Work to complete: Copy the following entries word for word, starting at the line containing "Please indicate the patch" and ending at the line containing "Please indicate the work".

Records from a collection:
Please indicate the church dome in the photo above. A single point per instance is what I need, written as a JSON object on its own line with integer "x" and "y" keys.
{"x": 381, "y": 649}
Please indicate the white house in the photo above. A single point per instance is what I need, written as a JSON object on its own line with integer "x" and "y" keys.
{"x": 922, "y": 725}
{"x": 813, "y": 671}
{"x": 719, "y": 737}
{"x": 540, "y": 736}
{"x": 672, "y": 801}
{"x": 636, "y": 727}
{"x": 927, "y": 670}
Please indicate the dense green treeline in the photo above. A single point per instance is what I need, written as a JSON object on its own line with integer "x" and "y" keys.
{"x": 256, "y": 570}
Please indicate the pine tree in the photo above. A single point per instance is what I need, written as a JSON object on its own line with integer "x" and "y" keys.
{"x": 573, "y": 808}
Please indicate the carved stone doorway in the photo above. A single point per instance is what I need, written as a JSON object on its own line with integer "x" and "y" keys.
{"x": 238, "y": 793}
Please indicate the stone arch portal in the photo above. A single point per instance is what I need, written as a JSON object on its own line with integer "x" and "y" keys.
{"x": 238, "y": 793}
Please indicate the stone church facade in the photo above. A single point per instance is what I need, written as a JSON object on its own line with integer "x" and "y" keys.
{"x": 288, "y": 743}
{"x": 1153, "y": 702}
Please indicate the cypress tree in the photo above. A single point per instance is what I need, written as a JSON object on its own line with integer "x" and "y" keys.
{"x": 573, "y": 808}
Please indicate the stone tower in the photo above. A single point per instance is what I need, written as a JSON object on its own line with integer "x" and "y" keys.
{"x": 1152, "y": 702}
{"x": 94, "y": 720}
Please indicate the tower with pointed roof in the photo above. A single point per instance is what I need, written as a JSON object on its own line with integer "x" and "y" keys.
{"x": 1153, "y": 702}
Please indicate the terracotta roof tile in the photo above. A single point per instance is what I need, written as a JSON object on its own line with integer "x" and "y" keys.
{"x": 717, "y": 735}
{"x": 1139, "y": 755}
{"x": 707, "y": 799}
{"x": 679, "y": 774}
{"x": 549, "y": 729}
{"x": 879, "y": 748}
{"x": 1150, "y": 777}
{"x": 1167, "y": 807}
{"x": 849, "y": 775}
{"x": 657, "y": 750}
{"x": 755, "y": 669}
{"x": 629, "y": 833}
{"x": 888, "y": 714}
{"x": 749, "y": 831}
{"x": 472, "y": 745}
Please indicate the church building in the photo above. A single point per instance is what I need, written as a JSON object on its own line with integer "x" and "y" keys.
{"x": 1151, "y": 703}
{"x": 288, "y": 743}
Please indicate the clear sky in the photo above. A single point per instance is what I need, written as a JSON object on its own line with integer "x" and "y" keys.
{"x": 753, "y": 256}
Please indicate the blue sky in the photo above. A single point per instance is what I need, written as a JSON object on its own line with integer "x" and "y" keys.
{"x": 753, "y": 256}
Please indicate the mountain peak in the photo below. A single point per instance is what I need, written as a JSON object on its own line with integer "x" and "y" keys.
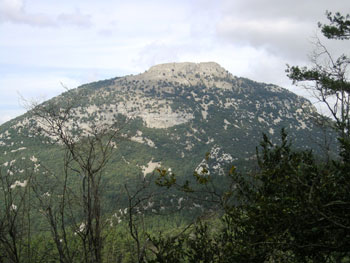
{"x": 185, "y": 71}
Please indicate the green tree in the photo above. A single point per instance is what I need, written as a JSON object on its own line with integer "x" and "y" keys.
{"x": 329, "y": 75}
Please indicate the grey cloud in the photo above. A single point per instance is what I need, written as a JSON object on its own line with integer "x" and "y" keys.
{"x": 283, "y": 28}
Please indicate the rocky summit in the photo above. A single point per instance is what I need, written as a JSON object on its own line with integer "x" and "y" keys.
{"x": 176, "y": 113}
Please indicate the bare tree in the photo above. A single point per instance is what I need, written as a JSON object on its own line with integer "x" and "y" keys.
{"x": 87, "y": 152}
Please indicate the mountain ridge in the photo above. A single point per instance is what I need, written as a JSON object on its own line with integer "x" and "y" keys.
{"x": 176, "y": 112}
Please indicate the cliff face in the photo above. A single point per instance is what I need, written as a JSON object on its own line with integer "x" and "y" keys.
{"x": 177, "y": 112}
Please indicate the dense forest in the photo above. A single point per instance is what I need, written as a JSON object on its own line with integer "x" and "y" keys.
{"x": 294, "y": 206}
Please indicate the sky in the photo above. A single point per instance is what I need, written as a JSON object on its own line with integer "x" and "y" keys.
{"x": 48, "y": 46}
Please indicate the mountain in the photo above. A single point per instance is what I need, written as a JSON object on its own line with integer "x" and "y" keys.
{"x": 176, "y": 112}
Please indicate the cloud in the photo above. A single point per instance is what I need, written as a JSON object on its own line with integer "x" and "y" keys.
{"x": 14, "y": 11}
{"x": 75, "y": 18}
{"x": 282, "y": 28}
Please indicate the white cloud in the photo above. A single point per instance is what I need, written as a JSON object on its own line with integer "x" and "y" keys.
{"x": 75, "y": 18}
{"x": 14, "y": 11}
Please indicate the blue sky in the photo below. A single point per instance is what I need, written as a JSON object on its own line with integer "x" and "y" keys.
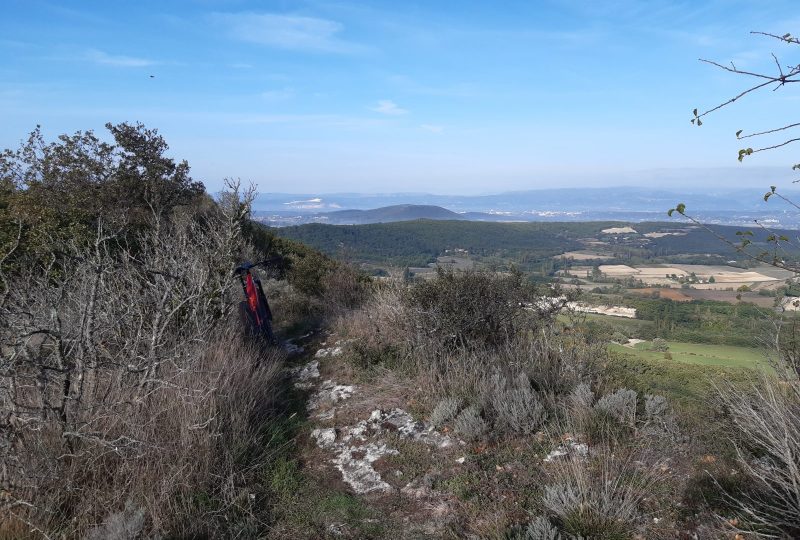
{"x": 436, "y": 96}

--

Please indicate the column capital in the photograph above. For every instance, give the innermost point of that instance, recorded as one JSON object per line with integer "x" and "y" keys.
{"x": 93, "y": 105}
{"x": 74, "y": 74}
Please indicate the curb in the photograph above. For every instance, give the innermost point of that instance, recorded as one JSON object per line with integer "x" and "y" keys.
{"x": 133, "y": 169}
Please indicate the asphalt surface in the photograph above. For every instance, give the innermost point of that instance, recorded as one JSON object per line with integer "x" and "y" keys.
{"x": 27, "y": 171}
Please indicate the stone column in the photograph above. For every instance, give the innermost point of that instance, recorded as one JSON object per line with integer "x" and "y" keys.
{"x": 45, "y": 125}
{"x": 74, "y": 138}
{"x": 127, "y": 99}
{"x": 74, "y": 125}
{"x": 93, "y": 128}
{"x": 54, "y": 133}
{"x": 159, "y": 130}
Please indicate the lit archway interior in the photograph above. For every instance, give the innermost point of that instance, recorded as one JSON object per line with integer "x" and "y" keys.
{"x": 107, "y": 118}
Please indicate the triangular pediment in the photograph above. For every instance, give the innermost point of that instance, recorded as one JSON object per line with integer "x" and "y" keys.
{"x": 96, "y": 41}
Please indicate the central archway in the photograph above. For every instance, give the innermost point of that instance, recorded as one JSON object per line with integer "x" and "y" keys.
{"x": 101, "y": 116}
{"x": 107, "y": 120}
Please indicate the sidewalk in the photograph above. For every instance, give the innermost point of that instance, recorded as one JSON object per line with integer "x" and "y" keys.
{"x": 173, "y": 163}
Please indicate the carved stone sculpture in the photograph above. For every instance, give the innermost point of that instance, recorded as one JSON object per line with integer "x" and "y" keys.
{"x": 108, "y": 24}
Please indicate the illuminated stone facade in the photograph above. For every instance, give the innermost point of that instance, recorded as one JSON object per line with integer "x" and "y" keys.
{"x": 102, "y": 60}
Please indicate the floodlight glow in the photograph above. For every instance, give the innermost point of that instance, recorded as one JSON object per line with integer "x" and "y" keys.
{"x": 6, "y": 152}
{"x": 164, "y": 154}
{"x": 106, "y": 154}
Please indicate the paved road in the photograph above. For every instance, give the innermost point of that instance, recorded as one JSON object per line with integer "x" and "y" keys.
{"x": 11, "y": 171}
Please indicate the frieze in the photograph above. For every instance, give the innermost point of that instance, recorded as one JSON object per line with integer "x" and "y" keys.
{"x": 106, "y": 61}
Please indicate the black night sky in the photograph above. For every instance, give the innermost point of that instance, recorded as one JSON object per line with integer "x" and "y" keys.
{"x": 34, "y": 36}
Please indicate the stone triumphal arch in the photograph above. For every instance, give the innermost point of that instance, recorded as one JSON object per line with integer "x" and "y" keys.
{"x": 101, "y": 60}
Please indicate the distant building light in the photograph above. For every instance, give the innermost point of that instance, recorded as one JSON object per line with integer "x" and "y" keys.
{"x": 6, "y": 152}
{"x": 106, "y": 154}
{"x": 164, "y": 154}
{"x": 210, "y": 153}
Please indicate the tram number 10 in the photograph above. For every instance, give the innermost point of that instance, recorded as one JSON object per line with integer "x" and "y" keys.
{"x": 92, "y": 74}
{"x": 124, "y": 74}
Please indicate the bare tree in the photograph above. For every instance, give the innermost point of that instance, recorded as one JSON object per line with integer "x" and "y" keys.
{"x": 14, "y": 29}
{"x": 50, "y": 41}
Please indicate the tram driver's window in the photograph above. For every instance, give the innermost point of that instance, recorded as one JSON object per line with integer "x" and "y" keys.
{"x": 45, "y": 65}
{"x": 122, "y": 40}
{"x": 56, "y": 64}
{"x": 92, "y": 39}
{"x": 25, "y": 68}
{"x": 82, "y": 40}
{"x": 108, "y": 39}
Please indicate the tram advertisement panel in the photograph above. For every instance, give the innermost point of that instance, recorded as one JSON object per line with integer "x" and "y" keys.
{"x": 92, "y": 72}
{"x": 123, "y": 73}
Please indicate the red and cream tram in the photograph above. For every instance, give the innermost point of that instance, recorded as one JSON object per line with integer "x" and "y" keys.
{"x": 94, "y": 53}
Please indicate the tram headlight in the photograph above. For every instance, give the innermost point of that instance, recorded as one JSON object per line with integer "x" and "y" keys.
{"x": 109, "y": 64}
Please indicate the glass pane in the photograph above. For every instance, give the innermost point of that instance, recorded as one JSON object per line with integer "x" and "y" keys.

* * *

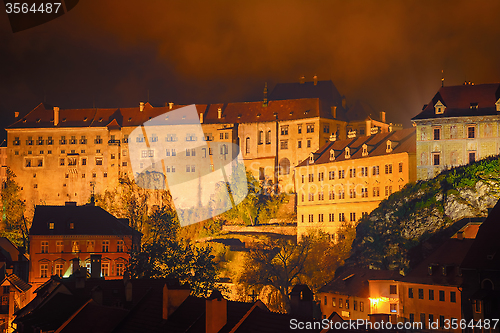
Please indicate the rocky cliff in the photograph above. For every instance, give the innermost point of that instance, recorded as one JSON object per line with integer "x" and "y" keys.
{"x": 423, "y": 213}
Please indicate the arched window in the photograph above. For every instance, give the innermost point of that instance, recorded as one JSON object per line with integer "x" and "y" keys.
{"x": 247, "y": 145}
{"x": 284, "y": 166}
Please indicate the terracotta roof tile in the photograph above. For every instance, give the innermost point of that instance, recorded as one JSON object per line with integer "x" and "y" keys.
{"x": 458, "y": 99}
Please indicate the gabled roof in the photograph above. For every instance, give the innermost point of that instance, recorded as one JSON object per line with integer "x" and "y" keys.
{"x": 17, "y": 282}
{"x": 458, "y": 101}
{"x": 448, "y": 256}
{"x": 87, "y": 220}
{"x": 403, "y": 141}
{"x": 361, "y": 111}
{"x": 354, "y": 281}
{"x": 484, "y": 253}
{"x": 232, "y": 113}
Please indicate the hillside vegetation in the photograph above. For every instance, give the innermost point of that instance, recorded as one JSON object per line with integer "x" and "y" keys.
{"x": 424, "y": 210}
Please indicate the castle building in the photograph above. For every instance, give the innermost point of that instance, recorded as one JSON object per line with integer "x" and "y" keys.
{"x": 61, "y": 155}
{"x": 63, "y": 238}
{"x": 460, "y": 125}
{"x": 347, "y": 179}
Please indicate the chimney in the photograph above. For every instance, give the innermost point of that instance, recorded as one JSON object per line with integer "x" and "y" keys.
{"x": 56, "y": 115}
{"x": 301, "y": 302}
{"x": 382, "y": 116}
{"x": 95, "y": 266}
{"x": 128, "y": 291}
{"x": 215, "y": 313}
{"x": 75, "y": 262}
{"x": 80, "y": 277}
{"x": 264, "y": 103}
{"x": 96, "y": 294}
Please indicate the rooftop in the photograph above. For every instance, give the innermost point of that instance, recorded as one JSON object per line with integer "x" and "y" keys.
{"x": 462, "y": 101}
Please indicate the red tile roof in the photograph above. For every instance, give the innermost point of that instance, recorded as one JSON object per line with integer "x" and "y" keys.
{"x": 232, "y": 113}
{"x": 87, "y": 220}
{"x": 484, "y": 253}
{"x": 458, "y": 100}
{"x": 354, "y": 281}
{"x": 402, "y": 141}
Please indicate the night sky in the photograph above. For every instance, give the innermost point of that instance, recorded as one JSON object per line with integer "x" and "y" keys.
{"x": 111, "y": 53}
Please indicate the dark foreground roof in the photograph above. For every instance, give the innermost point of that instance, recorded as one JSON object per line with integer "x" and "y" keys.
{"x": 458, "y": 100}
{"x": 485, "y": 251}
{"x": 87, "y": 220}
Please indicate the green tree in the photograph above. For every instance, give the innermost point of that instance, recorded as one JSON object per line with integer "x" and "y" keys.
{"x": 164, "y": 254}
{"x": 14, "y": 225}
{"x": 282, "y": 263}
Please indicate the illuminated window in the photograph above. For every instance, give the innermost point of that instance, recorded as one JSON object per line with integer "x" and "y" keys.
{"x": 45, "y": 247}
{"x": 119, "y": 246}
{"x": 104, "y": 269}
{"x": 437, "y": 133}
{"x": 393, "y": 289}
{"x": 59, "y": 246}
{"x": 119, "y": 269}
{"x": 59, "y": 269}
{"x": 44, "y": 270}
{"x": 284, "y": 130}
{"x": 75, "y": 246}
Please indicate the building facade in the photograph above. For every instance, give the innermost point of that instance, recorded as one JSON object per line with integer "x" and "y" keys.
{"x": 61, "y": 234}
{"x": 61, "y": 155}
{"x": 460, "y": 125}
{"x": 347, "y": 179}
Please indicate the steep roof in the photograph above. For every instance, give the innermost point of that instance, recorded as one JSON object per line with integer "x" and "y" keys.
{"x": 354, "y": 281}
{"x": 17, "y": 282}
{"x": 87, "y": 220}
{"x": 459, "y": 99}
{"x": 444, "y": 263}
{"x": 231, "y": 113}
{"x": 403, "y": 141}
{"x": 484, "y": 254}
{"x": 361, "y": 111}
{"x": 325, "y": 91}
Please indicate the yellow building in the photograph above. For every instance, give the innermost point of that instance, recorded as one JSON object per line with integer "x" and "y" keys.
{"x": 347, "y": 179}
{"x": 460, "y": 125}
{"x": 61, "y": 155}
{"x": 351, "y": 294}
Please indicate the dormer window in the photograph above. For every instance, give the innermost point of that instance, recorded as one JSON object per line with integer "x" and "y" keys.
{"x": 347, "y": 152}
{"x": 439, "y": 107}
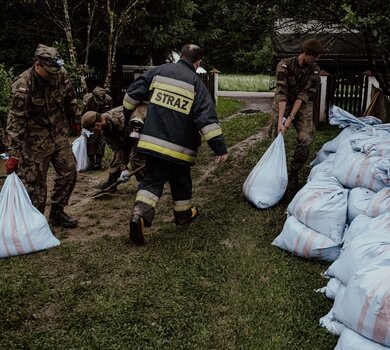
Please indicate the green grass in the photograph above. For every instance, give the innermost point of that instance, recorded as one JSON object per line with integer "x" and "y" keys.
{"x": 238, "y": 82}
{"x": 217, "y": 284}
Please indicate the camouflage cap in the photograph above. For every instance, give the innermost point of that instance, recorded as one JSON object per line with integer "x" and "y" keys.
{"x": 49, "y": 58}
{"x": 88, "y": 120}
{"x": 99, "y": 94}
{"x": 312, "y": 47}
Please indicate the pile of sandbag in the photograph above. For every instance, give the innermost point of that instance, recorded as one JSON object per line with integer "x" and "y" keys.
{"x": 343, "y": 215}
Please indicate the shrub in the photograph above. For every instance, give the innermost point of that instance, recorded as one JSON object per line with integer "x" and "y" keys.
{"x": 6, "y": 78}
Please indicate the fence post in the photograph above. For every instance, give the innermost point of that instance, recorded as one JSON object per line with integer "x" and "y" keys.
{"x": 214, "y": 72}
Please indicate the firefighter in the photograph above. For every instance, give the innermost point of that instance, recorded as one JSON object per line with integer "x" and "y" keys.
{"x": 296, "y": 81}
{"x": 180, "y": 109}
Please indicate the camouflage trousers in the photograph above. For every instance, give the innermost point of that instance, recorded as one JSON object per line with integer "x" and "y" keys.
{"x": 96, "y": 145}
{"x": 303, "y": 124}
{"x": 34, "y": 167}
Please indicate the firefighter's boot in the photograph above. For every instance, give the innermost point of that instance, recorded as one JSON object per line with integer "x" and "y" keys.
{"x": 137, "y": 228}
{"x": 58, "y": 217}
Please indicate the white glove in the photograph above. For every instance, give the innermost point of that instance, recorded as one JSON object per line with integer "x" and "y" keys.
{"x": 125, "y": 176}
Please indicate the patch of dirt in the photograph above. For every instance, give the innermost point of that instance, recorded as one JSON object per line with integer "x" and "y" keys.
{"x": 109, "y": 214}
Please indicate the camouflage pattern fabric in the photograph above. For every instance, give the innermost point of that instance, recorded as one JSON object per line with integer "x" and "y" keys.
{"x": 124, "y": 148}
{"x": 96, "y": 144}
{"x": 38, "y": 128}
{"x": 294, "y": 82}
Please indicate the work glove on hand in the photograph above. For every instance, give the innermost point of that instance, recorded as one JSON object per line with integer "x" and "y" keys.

Reply:
Please indicate the patch of dirt in the photograph above. For every instance, give the innermost point of that instance, recorded as one JSON object per line with integer "x" and "y" keys.
{"x": 109, "y": 214}
Please indicate the camouflage pattern fabric in the photograph above. For every instance, give the innermost point of that instance, recorded as one JSON object per line with integer "x" and "y" keys.
{"x": 124, "y": 148}
{"x": 96, "y": 144}
{"x": 38, "y": 128}
{"x": 294, "y": 82}
Please indicate the work glove on hand in the photograph above. For every instance, give the innermost point of that instance, recorded as one JSON object per line with integer "x" and "y" keys.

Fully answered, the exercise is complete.